:: Provided text ::
It's very humbling; very, very embarrassing, very shameful, but he says I'm going to do it.  And listen to how severe he...he is about his own self-indictment.  "I have sinned against heaven and in your sight."  “Against heaven” is actually eis tu ouranon.  I have sinned into heaven.  And it may well be that what he means by that is, my sins pile up as high as heaven.  This may be a reflection of Ezra 9:6, "Oh, my God, I am ashamed and embarrassed to lift up my face to Thee, my God, for our iniquities have risen above our heads and our guilt has grown even to the heavens."  He's not holding anything back.  He's genuinely penitent.  He is denying himself fully.  This is the stuff of real repentance.  He is saying, "My life has been a total disaster.  I am facing death and there's no one to blame but myself.  I rebelled. I disobeyed. I wasted my life. I dishonored my father.  My sins rise to the very presence of God they stack so high." This is true repentance, holding back nothing, no excuses, no blame anywhere but himself.  And so true penitence matched with true trust in a Father's love and forgiveness starts the sinner back.

He has to go back to save himself from his sin.  Empty, alienated, headed for eternal destruction, every sinner whoever repents starts with powerful conviction of his own or her own condition, destitute, empty, headed for eternal death.  Every sinner who comes back takes full responsibility for that sin and sees it as an offense that rises as high as heaven.  Every sinner who comes back sets his course or her course toward God, to come back.  And the Jews would have understood that when you come back, God will accept you if you do the work.  He had no rights, forfeited them all when he took his part of the estate and liquidated it and squandered it, no rights, no worthiness.  He’ll never be a son again. At least that's his view. I'm no longer worthy to be called your son, just make me a hired man.  Just give me a job and over all the years that it takes I'm going to work to earn back everything I lost.  I have no rights, he says, I have no privileges, I lay no claim, I don't ever expect you to receive me on...on my terms.  Remember now, he's dead, they had a ceremony when he left, a funeral.  That's why he's referred to twice by the father as my son who was dead.  I don't expect to live in the home.  I don't expect to be a slave.  I don't even expect a relationship with you, father, I just want to work and I'll earn my way back.  Make me as one of your hired men.

You know, there's real faith here in God and there's real repentance.  This is the real stuff. And those Pharisees and Sadducees at this point would be applauding.  They would be, yeah, this is right, that's what he's got to do.  Up to now they're generally affirming the story.  They didn't like the story at the beginning because dishonoring the father was distasteful to them.  They were horrified when the young man left and conducted his life in that way; and even more horrified when he ended up with pigs who were considered, of course, utterly unclean.  But since then, they liked the idea that he came to his senses. They like the idea that he's coming back.  And they know there's no instant reconciliation. That's not how it's done.  He's penitent and he trusts his father but he's going to have to earn his way back.  That's pure Pharisaic theology, along with every other religion in the world.  He comes back and says I'll take my punishment. I'll take the exclusion from fellowship in the family.  I'll take the distance from my father.  I'll endure the humiliation of lowly work.  I'll take the pain of hard labor for years to restore what I lost.  I'll work my way back until I can be reconciled.

:: Data extract ::
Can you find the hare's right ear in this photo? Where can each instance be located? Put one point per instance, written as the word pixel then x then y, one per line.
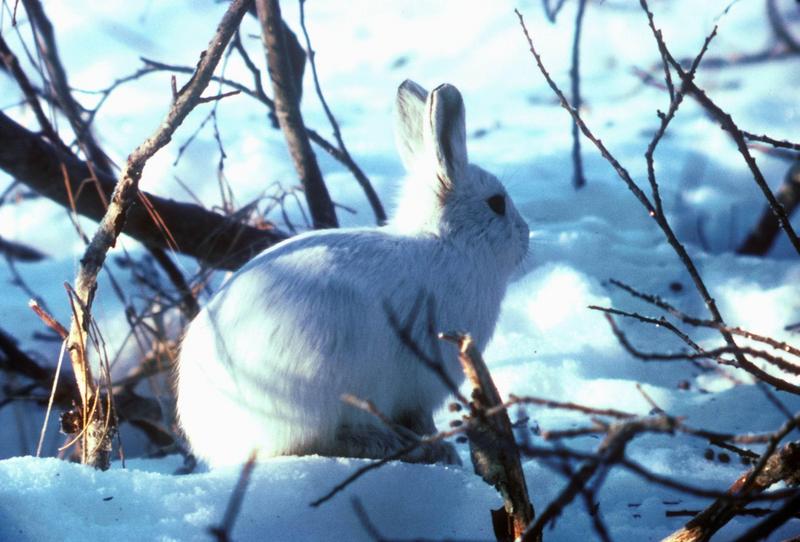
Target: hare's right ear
pixel 409 110
pixel 445 134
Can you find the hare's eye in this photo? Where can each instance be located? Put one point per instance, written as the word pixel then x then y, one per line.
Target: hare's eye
pixel 497 203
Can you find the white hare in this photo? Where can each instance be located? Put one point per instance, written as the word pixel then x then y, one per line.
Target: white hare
pixel 265 364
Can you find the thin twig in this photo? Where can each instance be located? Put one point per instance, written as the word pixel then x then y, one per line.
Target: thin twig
pixel 361 178
pixel 223 531
pixel 287 107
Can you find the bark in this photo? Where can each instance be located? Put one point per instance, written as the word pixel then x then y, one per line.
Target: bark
pixel 287 109
pixel 766 231
pixel 213 239
pixel 781 466
pixel 494 451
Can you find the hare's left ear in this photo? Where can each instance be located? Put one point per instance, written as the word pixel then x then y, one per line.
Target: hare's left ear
pixel 445 134
pixel 409 110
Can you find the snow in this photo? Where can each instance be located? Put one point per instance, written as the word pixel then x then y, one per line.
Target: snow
pixel 547 343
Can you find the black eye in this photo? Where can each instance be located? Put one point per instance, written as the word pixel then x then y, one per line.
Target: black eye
pixel 497 203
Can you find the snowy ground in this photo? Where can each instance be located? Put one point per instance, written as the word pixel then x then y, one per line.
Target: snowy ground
pixel 547 344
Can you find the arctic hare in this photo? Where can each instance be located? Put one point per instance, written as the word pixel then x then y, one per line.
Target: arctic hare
pixel 265 364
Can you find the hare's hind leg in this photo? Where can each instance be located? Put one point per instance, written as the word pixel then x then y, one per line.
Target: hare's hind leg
pixel 368 440
pixel 421 425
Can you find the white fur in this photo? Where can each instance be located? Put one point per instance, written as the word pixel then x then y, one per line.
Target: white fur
pixel 265 364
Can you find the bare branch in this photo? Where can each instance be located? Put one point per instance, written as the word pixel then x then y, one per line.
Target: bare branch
pixel 287 106
pixel 124 195
pixel 372 196
pixel 578 180
pixel 781 466
pixel 491 440
pixel 212 238
pixel 223 531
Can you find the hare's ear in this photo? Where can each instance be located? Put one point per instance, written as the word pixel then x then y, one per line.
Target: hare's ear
pixel 445 134
pixel 409 110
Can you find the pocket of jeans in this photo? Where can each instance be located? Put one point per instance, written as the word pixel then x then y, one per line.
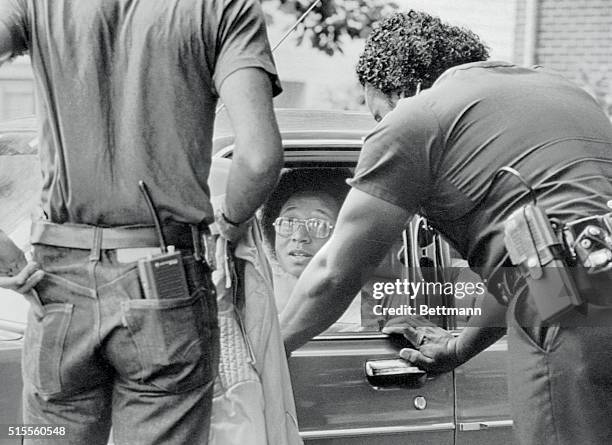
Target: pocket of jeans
pixel 43 347
pixel 173 341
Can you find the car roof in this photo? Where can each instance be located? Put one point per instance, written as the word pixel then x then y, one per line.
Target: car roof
pixel 295 123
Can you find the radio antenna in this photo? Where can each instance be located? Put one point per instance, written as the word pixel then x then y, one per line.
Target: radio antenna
pixel 284 37
pixel 160 233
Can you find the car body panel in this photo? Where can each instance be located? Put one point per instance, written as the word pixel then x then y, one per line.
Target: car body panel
pixel 336 404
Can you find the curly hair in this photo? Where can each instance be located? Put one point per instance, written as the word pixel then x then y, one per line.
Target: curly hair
pixel 414 47
pixel 329 181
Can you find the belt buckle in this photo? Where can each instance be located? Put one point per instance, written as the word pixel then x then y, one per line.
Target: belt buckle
pixel 132 254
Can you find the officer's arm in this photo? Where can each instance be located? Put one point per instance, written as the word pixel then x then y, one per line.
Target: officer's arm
pixel 6 44
pixel 258 153
pixel 365 230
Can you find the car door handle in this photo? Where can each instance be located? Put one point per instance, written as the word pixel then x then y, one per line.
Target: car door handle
pixel 393 372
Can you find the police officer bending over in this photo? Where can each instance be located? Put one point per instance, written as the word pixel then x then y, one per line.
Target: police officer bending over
pixel 126 92
pixel 437 154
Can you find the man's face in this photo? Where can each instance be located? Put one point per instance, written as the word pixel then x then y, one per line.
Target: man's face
pixel 295 251
pixel 379 103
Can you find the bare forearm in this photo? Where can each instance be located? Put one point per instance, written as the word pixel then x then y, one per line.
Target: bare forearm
pixel 250 182
pixel 258 152
pixel 482 331
pixel 311 310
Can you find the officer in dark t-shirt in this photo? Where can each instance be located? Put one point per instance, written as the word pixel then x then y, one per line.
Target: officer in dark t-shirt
pixel 127 91
pixel 436 152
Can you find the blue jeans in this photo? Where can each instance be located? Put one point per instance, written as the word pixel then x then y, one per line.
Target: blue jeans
pixel 96 353
pixel 560 378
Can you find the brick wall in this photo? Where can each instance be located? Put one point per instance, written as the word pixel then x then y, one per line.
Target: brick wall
pixel 573 37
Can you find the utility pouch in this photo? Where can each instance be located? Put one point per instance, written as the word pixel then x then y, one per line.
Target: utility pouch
pixel 589 242
pixel 535 249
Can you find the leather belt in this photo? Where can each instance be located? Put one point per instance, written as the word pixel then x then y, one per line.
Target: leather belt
pixel 82 236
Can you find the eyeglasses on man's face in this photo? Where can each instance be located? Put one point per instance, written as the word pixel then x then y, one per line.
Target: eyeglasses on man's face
pixel 316 227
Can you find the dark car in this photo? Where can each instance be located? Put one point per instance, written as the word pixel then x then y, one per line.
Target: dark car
pixel 348 387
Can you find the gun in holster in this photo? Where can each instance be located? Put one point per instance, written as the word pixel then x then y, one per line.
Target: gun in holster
pixel 558 263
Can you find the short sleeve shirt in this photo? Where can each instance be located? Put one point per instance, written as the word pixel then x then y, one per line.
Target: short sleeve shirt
pixel 127 91
pixel 437 154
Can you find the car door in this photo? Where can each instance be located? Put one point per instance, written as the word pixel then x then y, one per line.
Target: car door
pixel 337 400
pixel 336 404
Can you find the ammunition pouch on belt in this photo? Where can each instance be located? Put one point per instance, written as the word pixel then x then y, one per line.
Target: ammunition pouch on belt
pixel 564 265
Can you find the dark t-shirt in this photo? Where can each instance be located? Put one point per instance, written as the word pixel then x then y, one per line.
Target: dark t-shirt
pixel 436 154
pixel 126 91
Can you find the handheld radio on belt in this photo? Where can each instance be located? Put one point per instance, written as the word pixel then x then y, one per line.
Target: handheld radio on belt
pixel 553 259
pixel 163 275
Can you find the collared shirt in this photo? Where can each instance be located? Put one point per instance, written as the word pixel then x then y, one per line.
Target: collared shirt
pixel 437 154
pixel 126 91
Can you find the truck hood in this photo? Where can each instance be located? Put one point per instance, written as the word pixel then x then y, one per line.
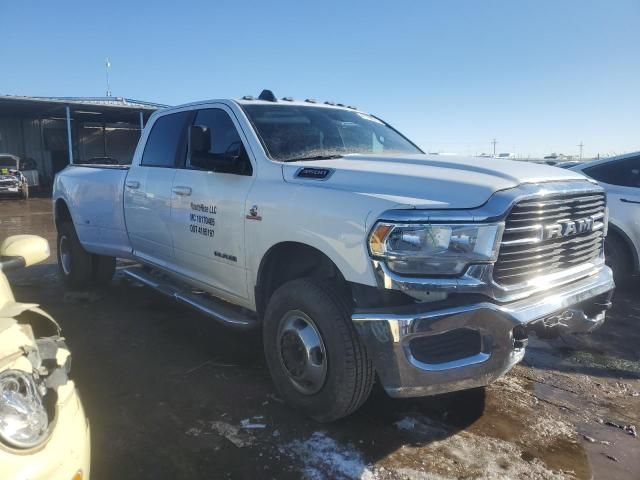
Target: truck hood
pixel 424 181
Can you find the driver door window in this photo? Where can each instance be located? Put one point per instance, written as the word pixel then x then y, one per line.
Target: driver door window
pixel 208 205
pixel 222 149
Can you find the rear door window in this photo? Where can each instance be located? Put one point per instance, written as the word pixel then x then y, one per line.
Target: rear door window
pixel 165 140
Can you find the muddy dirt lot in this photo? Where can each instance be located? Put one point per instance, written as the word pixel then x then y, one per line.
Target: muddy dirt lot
pixel 172 395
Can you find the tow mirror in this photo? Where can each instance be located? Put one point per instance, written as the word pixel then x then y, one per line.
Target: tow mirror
pixel 23 250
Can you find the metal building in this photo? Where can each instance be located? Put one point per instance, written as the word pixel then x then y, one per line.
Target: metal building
pixel 56 131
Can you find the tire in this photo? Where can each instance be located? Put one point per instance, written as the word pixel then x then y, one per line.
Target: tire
pixel 75 264
pixel 315 307
pixel 619 258
pixel 103 269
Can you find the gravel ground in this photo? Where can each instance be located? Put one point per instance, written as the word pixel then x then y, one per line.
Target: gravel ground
pixel 171 395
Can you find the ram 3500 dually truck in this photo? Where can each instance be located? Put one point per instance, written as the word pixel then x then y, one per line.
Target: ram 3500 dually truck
pixel 358 255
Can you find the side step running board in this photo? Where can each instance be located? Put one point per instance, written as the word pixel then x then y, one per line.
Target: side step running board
pixel 219 310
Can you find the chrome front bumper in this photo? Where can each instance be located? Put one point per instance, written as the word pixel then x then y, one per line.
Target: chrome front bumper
pixel 501 330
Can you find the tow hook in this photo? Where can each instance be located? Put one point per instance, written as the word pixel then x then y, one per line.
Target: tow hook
pixel 584 319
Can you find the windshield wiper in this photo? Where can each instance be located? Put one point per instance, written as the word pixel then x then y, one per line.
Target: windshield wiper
pixel 314 157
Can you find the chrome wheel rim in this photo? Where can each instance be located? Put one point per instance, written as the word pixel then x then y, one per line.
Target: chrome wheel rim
pixel 302 352
pixel 64 252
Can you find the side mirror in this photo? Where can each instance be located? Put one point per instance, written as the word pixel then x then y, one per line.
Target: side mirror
pixel 25 249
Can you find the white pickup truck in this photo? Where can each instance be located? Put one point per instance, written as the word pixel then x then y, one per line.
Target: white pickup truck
pixel 358 255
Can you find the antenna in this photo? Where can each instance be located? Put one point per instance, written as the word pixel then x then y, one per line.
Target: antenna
pixel 107 66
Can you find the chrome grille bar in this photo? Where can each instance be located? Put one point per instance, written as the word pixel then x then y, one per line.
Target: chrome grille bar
pixel 528 250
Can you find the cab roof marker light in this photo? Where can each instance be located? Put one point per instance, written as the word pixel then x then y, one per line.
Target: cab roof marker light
pixel 267 96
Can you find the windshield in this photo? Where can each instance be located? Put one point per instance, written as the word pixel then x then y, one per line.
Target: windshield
pixel 7 162
pixel 291 132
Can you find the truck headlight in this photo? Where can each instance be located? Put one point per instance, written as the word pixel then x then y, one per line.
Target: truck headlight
pixel 434 248
pixel 23 418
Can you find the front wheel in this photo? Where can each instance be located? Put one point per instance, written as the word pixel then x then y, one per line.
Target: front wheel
pixel 317 360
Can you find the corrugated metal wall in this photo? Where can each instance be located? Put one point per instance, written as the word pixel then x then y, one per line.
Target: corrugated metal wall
pixel 23 137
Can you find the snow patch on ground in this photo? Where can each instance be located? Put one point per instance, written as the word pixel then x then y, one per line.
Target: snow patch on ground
pixel 323 457
pixel 463 455
pixel 467 455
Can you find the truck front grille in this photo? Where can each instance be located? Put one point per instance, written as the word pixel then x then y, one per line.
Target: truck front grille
pixel 548 235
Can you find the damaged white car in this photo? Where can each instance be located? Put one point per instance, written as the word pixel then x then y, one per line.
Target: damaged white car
pixel 44 433
pixel 12 180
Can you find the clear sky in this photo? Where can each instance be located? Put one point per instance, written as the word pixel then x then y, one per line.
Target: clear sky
pixel 540 76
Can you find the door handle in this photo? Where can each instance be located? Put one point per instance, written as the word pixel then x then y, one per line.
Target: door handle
pixel 182 191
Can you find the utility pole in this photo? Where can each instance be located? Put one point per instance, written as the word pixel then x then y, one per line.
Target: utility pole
pixel 107 68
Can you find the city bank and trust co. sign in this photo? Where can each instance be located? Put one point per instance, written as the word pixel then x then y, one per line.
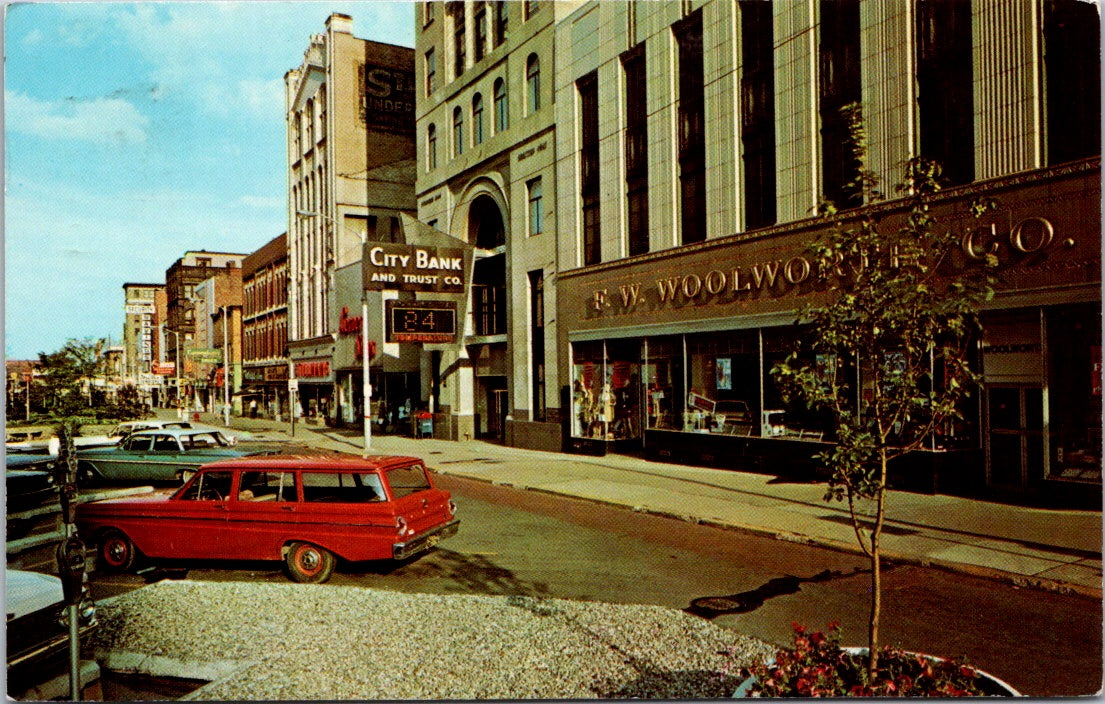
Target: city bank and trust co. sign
pixel 412 268
pixel 776 277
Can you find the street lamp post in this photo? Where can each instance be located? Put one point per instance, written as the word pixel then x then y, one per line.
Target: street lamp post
pixel 176 369
pixel 366 384
pixel 225 368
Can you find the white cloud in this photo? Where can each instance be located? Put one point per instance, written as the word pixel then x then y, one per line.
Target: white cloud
pixel 263 201
pixel 103 121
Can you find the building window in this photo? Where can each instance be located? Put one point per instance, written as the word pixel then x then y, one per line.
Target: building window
pixel 757 112
pixel 637 151
pixel 534 82
pixel 501 24
pixel 537 340
pixel 839 85
pixel 692 147
pixel 458 132
pixel 431 147
pixel 536 212
pixel 459 43
pixel 431 72
pixel 945 86
pixel 1072 65
pixel 502 121
pixel 588 87
pixel 477 118
pixel 481 24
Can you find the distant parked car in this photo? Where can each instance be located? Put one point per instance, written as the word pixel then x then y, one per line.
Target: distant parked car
pixel 157 455
pixel 29 480
pixel 38 624
pixel 302 510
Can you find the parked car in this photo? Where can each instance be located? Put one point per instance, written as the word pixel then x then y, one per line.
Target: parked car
pixel 157 455
pixel 38 626
pixel 29 480
pixel 304 510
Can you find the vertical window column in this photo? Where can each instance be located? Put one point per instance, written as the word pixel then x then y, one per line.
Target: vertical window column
pixel 692 146
pixel 588 87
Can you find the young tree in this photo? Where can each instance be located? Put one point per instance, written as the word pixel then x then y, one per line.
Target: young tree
pixel 905 319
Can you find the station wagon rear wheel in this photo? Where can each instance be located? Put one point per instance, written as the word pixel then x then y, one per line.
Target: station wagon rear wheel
pixel 117 553
pixel 308 563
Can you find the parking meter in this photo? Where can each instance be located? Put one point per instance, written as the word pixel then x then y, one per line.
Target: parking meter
pixel 71 568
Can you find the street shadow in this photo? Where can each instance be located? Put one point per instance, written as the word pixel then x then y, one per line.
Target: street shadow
pixel 713 607
pixel 473 574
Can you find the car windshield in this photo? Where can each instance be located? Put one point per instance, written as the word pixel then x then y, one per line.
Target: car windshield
pixel 207 486
pixel 196 441
pixel 408 480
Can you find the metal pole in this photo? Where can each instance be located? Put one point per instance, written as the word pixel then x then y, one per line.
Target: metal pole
pixel 225 368
pixel 366 381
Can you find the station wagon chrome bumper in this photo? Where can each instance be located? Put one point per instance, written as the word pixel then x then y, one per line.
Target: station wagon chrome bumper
pixel 425 540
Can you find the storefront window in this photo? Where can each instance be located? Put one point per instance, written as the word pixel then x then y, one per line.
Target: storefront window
pixel 1075 392
pixel 607 390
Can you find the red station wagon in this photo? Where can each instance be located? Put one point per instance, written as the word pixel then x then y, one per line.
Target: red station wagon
pixel 302 510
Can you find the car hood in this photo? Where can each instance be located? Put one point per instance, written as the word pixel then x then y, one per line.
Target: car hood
pixel 28 592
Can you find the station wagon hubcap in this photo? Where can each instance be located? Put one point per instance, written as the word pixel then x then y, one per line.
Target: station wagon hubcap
pixel 309 559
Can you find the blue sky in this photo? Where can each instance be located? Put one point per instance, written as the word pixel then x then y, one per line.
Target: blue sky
pixel 136 132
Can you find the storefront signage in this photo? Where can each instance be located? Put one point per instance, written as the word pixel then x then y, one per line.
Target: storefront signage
pixel 421 321
pixel 388 97
pixel 779 276
pixel 277 372
pixel 318 369
pixel 410 268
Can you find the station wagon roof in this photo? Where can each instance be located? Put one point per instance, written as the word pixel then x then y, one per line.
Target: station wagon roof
pixel 312 462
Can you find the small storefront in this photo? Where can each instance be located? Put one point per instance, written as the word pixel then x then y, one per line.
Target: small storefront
pixel 671 353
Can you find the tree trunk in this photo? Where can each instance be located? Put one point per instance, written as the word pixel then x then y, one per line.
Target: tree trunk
pixel 876 574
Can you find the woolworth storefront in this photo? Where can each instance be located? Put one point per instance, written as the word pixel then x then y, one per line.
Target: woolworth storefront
pixel 671 352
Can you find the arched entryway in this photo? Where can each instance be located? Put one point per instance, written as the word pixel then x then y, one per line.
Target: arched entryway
pixel 487 231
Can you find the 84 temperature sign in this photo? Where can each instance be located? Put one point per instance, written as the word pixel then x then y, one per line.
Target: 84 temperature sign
pixel 421 321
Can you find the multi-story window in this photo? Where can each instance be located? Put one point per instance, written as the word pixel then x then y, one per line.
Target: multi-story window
pixel 459 42
pixel 536 212
pixel 692 146
pixel 431 71
pixel 501 22
pixel 458 132
pixel 1072 65
pixel 477 121
pixel 757 112
pixel 502 115
pixel 839 85
pixel 534 83
pixel 945 86
pixel 637 150
pixel 431 147
pixel 537 340
pixel 588 87
pixel 481 27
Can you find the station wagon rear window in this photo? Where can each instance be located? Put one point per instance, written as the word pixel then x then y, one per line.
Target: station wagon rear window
pixel 408 480
pixel 209 486
pixel 260 486
pixel 341 487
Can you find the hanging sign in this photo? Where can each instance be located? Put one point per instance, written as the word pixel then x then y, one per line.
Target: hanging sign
pixel 389 266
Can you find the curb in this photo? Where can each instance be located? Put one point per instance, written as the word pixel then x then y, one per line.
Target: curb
pixel 974 570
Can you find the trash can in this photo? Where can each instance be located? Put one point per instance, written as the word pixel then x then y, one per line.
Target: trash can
pixel 423 424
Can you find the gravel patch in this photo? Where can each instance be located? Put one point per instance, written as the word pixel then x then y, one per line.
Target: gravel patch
pixel 334 642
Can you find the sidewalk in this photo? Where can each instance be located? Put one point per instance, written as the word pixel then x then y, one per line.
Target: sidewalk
pixel 1053 549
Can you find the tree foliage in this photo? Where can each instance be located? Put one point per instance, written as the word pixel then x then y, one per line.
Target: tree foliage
pixel 901 315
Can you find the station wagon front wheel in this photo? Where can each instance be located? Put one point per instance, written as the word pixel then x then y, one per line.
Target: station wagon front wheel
pixel 117 553
pixel 308 563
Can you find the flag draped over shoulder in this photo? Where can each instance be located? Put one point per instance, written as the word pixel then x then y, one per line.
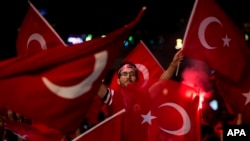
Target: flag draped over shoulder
pixel 213 38
pixel 55 87
pixel 148 66
pixel 36 34
pixel 108 130
pixel 162 110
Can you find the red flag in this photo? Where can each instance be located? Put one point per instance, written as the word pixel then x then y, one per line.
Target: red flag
pixel 147 64
pixel 36 34
pixel 52 86
pixel 34 132
pixel 163 110
pixel 107 130
pixel 213 38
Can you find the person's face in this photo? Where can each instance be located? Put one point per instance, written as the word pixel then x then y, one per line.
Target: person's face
pixel 127 76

:: Task instructions ::
1) Using the sermon passage on the prodigal son, decide whether each statement agrees with it. Answer yes or no, and quote the deciding words. (a) The speaker connects the son's confession to Ezra 9:6. (b) The Pharisees and Sadducees liked the story from its beginning. (c) The son asks to be taken back as a slave.
2) Carry the sermon passage on the prodigal son forward from its final sentence.

:: Outputs ::
1)
(a) Yes: "This may be a reflection of Ezra 9:6"
(b) No: "They didn't like the story at the beginning because dishonoring the father was distasteful to them."
(c) No: "I don't expect to be a slave."

2)
Oh he's filled with remorse for the past.  He's filled with pain in the present.  And he's looking forward to even more pain in the future as he works for years to earn his way back.  Everybody would get it because that was the way they thought it had to be done.  All the glitter is off the gold in the far country now, right?  All the free-wheeling lifestyle has turned to a terrible, crushing bondage.  All the dreams are nightmares, all the pleasure is pain, all the fun is sorrow, all the self-fulfillment is self-deprivation.  The party is over for good.  The laughs are silenced, the friends are gone.  It's as bad as it can get and he's about to die.  There's nowhere to go.

Well this is not say that every sinner who repents gets this bad.  That's not the point.  Not every sinner does get that bad.  Not every sinner is that wretched.  Not every sinner spends his...his money on harlots.  That's not the point.  The point is we want to know what this father is going to do to a sinner who is as bad as it can get, because if he acts in grace toward the one who is as bad as possible, then there's hope for those who aren't.  But the case has to be extreme to make the point.  He's ready to humbly come to his father.  He's ready to confess his sin without excuse.  He's ready to do whatever work he needs to do to come back.

He reminds me of that person in the story Jesus told in Matthew 18 who, you remember, embezzled money and said to the ruler, "Let me work and I'll earn it all back."  That was the typical way.  That's the typical, religious way; you get into God's family by your works.  His thoughts were of a dishonored father and he felt bad.  His thoughts were on the horror of his own sin and he felt bad.  And he...he was willing to do whatever he was told to do to make restitution.  Boy, that...there's some real genuine repentance in that, no terms.

And so, shameful repentance: That comes to the fourth point in the flow, a shameful reception, a shameful reception.  And that in itself may seem a little bit startling to you but you'll see in a moment.  A shameless request, a shameless rebellion, and then a shameful repentance and a shameful reception; this is amazing, this is paradoxical and this is shocking.  Verse 20: So he got up, came to his father, “but while he was still a long way off, his father saw him and felt compassion and ran and embraced him and kissed him."  At this point, if the Pharisees and scribes were standing on anything, they fell off.  This is way beyond their sensibilities.  In fact, this is a shameful reception by their assessment.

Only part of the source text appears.